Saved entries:

BEGIN

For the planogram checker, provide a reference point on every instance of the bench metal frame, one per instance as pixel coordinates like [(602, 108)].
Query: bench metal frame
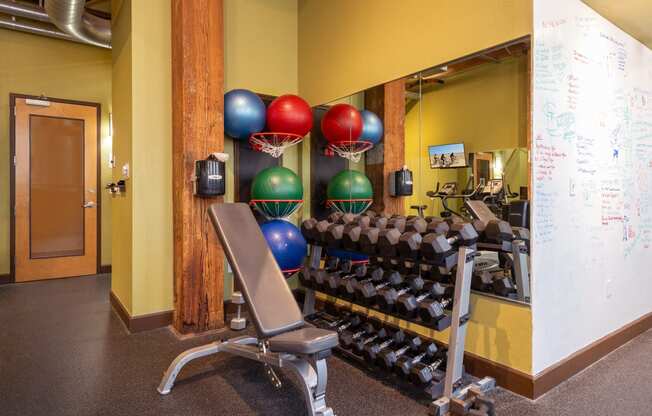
[(311, 369)]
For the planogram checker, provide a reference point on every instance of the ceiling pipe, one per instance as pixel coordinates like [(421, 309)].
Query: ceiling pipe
[(23, 10), (98, 28), (35, 28), (71, 17)]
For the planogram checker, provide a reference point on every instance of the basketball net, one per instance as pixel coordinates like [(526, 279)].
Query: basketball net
[(349, 149), (273, 143)]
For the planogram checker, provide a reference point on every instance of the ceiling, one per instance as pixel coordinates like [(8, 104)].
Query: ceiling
[(632, 16)]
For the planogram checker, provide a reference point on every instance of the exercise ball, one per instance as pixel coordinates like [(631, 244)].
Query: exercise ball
[(286, 242), (289, 114), (342, 122), (372, 127), (277, 192), (244, 114), (349, 191)]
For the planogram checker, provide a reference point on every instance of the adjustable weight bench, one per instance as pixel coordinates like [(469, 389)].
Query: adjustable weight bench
[(284, 339)]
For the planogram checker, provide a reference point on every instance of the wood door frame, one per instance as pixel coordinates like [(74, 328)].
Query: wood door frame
[(12, 176)]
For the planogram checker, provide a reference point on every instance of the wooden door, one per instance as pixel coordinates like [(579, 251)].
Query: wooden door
[(483, 167), (55, 185)]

END

Give the data above again exactly. Leave the pictures out.

RESPONSE TO THE TASK:
For the planogram checker, provide a reference point on every instance of the bench metal frame, one per instance as pixel coordinates like [(602, 108)].
Query: bench metal frame
[(311, 369)]
For the planogram checker, provide a reference point on every instance of the ceiling pipe, one per instance as pixel coordinates like [(421, 309)].
Query: ceiling pipe
[(23, 10), (98, 28), (35, 28), (71, 17)]
For the planogram checker, provide a reference point on every instance of the basketball net, one per instance as pixel coordinates like [(526, 279)].
Query: basketball net
[(349, 149), (273, 143)]
For the planogram checker, provide a reference point on every instance of the ceiling, one per instance as pixel coordinates like [(8, 104)].
Query: ceiling
[(632, 16)]
For the planogram checker, provide a reference point on every instance of the exercise ball, one per instance as pixel coordinates like [(631, 244)].
Query: exercise ball
[(286, 242), (289, 114), (342, 122), (372, 127), (277, 192), (244, 114), (349, 191)]
For the planogram checker, provide a reference point on every instance of the adjustable weight bench, one per instance as pixel coordinates like [(469, 389)].
Query: adjustable weight bench
[(284, 339)]
For the planogram checker, provide a reference point on every instance of the wood door frame, one per instance as pixel coordinates like [(74, 328)].
Query: wood door frame
[(12, 176)]
For the planogram checker, provide a reference point on every instance of the wooden door, one per instance as pixel coordinates like [(579, 251)].
Query: wooden door
[(483, 167), (55, 185)]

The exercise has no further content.